** BEGIN Document excerpt **

In [13]:
import numpy as np
import pandas as pd
import geopandas as gpd

import osmnx as ox
import taxicab.distance as tc

from multiprocessing import Pool

In [15]:
def trim_centroids(od_matrix, buffered_boundary, bdry_as_gdf=True):
    
    if bdry_as_gdf:
        buffered_boundary = buffered_boundary.geometry[0]
    
    centroids_pt = gpd.points_from_xy(x= od_matrix.intptlon, y=od_matrix.intptlat, crs='EPSG:4326')
    rows_to_keep = centroids_pt.within(buffered_boundary)
    trimmed_od_matrix = od_matrix[rows_to_keep].reset_index(drop=True)

** END Document excerpt **
** BEGIN Provided data **

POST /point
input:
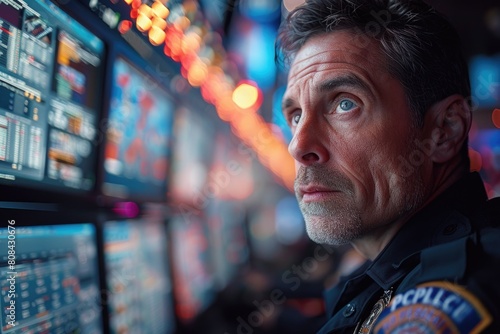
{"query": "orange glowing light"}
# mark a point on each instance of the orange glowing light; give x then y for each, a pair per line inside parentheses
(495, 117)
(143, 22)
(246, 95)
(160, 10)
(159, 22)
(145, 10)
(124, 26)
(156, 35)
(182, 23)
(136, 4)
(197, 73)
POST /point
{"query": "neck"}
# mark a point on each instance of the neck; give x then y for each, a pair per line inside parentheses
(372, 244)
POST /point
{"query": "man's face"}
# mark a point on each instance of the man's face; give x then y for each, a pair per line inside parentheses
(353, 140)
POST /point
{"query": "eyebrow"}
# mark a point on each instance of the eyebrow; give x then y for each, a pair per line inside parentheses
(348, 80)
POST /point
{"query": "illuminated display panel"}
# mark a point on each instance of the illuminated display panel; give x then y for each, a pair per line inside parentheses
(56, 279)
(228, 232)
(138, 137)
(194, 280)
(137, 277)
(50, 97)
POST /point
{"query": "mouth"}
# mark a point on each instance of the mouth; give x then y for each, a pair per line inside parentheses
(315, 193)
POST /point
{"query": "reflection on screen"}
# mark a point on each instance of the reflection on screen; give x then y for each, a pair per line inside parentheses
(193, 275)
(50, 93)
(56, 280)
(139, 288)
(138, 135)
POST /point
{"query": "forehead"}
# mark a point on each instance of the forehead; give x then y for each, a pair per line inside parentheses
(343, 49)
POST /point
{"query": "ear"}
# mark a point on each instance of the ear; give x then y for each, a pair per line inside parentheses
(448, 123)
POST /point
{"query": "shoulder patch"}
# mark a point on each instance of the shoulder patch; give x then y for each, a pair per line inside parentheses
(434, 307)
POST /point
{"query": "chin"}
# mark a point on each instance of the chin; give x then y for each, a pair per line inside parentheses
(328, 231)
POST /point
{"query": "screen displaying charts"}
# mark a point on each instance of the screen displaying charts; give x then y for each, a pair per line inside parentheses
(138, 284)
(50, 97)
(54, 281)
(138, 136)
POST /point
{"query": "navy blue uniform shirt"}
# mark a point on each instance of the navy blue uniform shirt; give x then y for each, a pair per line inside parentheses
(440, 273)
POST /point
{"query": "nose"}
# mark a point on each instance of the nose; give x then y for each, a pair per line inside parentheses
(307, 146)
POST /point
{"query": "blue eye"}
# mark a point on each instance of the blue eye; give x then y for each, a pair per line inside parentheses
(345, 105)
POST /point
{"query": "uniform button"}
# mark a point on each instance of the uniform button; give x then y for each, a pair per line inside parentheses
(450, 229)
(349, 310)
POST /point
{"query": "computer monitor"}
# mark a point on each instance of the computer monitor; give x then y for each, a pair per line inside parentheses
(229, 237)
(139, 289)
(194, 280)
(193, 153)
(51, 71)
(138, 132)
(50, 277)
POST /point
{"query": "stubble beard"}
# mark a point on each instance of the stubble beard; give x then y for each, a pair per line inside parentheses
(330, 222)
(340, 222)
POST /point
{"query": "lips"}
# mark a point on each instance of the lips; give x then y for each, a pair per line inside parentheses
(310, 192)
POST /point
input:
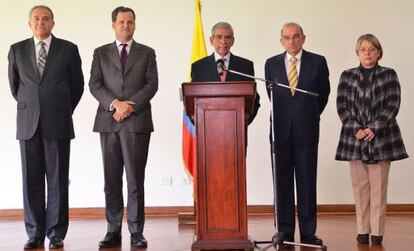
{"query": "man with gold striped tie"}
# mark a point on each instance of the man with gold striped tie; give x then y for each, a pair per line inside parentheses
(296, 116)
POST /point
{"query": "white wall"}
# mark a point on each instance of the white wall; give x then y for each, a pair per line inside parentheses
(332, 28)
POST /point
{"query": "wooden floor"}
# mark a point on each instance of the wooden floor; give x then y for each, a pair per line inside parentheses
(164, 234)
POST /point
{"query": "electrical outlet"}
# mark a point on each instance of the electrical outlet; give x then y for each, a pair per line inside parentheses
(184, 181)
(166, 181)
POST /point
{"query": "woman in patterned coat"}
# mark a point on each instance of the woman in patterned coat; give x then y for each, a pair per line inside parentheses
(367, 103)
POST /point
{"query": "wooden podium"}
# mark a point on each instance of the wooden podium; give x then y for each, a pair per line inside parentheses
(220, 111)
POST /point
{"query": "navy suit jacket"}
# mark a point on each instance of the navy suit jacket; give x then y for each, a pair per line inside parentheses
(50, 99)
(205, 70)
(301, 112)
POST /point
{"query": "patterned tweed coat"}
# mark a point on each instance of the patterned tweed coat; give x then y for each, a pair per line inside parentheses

** END Provided data **

▶ Given exercise
Copy out the entire code excerpt word for word. Work only from the code excerpt, not the entries.

▶ Solution for this exercise
In [13]:
import numpy as np
import pandas as pd
import geopandas as gpd

import osmnx as ox
import taxicab.distance as tc

from multiprocessing import Pool

In [15]:
def trim_centroids(od_matrix, buffered_boundary, bdry_as_gdf=True):
    
    if bdry_as_gdf:
        buffered_boundary = buffered_boundary.geometry[0]
    
    centroids_pt = gpd.points_from_xy(x= od_matrix.intptlon, y=od_matrix.intptlat, crs='EPSG:4326')
    rows_to_keep = centroids_pt.within(buffered_boundary)
    trimmed_od_matrix = od_matrix[rows_to_keep].reset_index(drop=True)